* [Obiettivo a]:
Nell'esempio numerico dell'estratto sulla tassazione in Italia, a quale incidenza effettiva si arriva per l'Italia partendo dall'aliquota nominale minima del 27,90%?

Paradossale poi la situazione per cui in Italia ad un costo del lavoro piu’ elevato non corrisponde un maggior reddito per i lavoratori dipendenti italiani risppetto a quelli degli altri paesi; il rapporto lordo/netto italiano è infatti uno dei piu’ alti e questo comporta necessariamente una minor capacità di spesa con tutto cio’ che ne consegue a livello di ripresa economica.
La tassazione in Italia
Oltre ad un costo del lavoro elevato anche la tassazione, sia individuale che societaria, è tra le piu’ elevate. Se, continuando il paragone con i due paesi dell’est europeo di maggior attualità in questi giorni, prendiamo in considerazione le aliquote minime vediamo che in Italia quella sulle persone fisiche è piu’ elevata di di 4 punti rispetto a quella della Slovacchia e di 5 punti rispetto a quella della Polonia mentre la massima supera di ben 11 punti quella polacca e addirittura di 18 punti quella slovacca! Non molto diversa la situazione per quanto concerne la tassazione societaria con un’aliquota italiana che varia dal 27,90% fino al 32,50% in base alla regione di localizzazione e alla tipologia di impresa; la differenziazione è data dall’IRAP che si applica peraltro su un reddito aumentato del costo del personale e degli interessi passivi e quindi è di fatto molto superiore al valore nominale nella sua effettiva applicazione.
Per chiarire meglio quelle che sono le differenze effettive per un’impresa che decida alternativamente di localizzarsi in uno dei tre paesi considerati (Italia, Slovacchia e Polonia) è utile fare un’ipotesi numerica concreta partendo da una struttura organizzativa omogenea, ossia lo stesso numero di lavoratori dipendenti, gli stessi investimenti in immobilizzazioni soggetti ad ammortamenti ed a parità di altri costi operativi senza considerare peraltro gli efffetti della differenza tra valute nazionali laddove in Polonia è ancora in uso la valuta locale mentre Italia e Slovacchia hanno adottato l’Euro.
Di tutta evidenza per l’Italia l’effetto dirompente dato dalla combinazione del maggior costo del personale e da una tassazione esorbitante in quanto oltre al reddito base l’IRAP va ad incidere anche proprio sul costo del lavoro e sugli interessi passivi penalizzando quindi doppiamente la localizzazione nel paese. Da un aliquota nominale minima del 27,90% si passa infatti nell’esempio riportato ad una incidenza effettiva quasi doppia, pari al 53,30%; si allontanano quindi ulteriormente i valori della tassazione sia per Slovacchia che Polonia che risultano effettivamente meno della metà di quelli italiani. Ma l’aspetto di maggior rilievo di questo effetto combinato è la misura dell’Utile netto dopo le imposte che nel paese slovacco risulta pari 3,7 volte quello della medesima impresa localizzata in Italia e sale 4,1 volte in Polonia!

* [Sezione dati]:
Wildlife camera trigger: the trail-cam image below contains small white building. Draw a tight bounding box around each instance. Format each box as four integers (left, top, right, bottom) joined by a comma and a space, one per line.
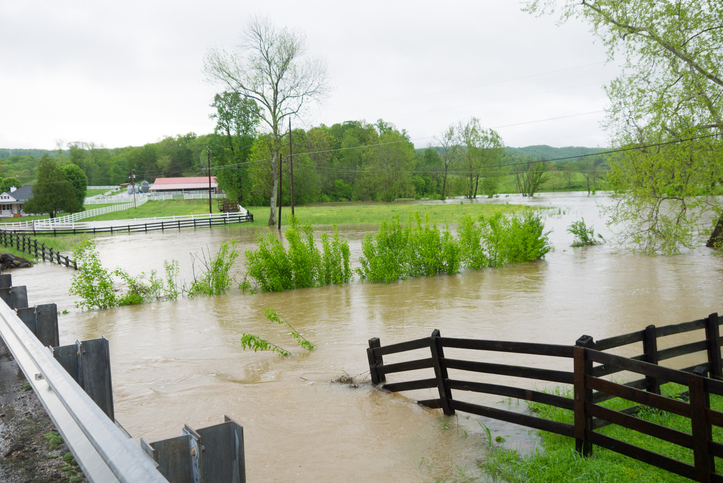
0, 184, 33, 218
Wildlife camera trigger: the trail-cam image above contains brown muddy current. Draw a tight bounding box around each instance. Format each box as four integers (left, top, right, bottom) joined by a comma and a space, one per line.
13, 194, 723, 482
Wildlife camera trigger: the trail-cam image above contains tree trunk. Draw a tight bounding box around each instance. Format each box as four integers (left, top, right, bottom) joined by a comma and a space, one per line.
705, 214, 723, 248
269, 147, 279, 226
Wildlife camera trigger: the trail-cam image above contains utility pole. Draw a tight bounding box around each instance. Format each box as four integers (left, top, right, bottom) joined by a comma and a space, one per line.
128, 169, 136, 208
279, 153, 284, 231
289, 118, 294, 216
206, 147, 213, 215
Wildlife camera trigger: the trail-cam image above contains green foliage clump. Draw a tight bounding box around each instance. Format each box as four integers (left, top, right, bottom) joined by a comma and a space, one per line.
43, 431, 63, 451
481, 383, 723, 483
357, 211, 552, 283
188, 240, 239, 297
241, 307, 316, 356
567, 218, 604, 247
357, 213, 461, 283
246, 217, 352, 292
70, 240, 118, 310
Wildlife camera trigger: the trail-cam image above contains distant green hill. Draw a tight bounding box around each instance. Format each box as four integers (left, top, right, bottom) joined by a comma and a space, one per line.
416, 144, 605, 161
505, 144, 605, 160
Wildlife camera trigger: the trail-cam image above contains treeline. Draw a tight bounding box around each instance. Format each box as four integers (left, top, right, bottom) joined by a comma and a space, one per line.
0, 122, 608, 206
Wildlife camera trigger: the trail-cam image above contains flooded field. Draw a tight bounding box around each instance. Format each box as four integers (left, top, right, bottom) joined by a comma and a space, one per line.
13, 193, 723, 482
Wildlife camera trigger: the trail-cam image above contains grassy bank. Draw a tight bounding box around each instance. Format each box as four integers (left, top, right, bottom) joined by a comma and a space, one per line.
481, 384, 723, 483
84, 200, 523, 226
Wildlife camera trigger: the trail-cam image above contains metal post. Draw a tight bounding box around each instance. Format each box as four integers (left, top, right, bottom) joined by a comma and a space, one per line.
289, 118, 294, 216
206, 148, 213, 215
279, 153, 284, 231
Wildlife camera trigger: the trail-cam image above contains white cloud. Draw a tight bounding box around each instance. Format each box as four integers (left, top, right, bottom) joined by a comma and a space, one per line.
0, 0, 618, 149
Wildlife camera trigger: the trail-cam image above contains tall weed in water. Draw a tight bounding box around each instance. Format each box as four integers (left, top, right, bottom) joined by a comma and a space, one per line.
320, 232, 352, 285
357, 211, 552, 283
246, 218, 352, 292
70, 240, 118, 310
241, 307, 316, 356
357, 217, 410, 283
188, 240, 239, 297
407, 213, 461, 277
567, 218, 605, 247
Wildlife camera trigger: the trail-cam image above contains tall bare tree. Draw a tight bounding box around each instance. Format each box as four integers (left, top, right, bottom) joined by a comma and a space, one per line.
437, 125, 459, 200
203, 17, 328, 225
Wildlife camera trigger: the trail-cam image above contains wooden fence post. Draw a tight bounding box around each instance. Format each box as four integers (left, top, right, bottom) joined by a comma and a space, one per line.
429, 329, 454, 416
688, 366, 715, 482
705, 313, 723, 379
643, 325, 660, 394
573, 335, 594, 456
367, 337, 387, 386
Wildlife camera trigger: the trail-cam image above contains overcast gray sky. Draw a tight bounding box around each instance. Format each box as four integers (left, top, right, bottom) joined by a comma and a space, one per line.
0, 0, 619, 149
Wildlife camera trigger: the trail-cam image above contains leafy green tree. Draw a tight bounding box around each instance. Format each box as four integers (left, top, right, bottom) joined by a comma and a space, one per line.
456, 117, 504, 198
61, 164, 88, 212
527, 0, 723, 253
513, 156, 548, 197
0, 178, 22, 193
23, 154, 77, 218
209, 92, 259, 203
204, 18, 327, 225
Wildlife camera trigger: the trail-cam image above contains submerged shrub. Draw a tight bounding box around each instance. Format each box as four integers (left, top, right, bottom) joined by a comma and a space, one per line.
246, 217, 352, 292
188, 240, 239, 297
567, 218, 604, 247
70, 240, 118, 310
357, 211, 552, 283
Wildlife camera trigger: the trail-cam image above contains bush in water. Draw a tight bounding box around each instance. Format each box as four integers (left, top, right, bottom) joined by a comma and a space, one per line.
246, 217, 352, 292
70, 240, 118, 310
357, 211, 552, 283
188, 240, 239, 297
567, 218, 604, 247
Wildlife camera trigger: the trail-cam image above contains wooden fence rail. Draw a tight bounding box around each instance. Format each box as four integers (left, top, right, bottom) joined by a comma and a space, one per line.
0, 230, 78, 270
367, 314, 723, 482
4, 212, 254, 236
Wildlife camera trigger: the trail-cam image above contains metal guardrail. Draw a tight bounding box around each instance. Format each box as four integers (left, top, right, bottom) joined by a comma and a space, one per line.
0, 278, 167, 483
0, 274, 246, 483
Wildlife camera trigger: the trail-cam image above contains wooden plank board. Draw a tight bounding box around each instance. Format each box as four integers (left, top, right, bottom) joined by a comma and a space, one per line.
447, 379, 574, 411
588, 431, 695, 479
382, 379, 437, 392
585, 376, 691, 418
444, 358, 573, 384
450, 400, 573, 437
587, 349, 688, 386
377, 357, 432, 374
587, 404, 693, 449
440, 337, 572, 358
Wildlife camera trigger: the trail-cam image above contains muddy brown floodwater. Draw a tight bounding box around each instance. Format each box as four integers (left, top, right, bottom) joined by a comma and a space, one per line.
8, 193, 723, 481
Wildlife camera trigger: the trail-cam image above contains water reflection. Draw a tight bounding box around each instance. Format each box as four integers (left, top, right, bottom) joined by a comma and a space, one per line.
7, 194, 723, 481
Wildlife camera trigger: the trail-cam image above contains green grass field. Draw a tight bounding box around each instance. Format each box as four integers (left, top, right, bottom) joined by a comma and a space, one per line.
481, 383, 723, 483
83, 200, 523, 226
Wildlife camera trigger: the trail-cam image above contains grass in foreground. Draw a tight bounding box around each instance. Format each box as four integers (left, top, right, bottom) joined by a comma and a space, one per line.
481, 384, 723, 483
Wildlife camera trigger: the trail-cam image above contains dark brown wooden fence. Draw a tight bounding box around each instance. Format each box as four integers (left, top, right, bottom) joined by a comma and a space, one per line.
0, 230, 78, 270
367, 314, 723, 482
5, 212, 254, 236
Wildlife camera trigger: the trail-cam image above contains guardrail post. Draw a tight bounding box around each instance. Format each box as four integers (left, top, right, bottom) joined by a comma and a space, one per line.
141, 416, 246, 483
643, 325, 660, 394
429, 329, 454, 416
688, 366, 715, 481
705, 313, 723, 379
573, 335, 594, 456
367, 337, 387, 386
53, 337, 115, 421
17, 304, 60, 347
0, 286, 28, 309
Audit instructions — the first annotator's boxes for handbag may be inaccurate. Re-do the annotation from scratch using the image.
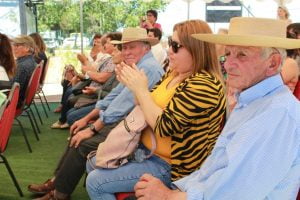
[88,106,156,168]
[72,79,92,95]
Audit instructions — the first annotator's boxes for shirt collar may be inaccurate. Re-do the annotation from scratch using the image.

* [Obiettivo b]:
Converta in un elenco JSON di stringhe tutto ciò che nei record va dalla riga contenente "wooden fence rail." fino alla riga contenente "4, 212, 254, 236", estremi inclusi. Inserisca una stringa per ogni riga, tralasci le righe vuote e non aggiunga nient'altro.

* [Risposta completa a]:
Al 53,30%, quasi il doppio dell'aliquota nominale minima.

* [Risposta completa b]:
[
  "Wildlife camera trigger: the trail-cam image above contains wooden fence rail. Draw a tight bounding box around each instance. Format each box as four integers (left, top, right, bottom) joined by a comma and a space, one per line.",
  "0, 230, 78, 270",
  "367, 314, 723, 482",
  "4, 212, 254, 236"
]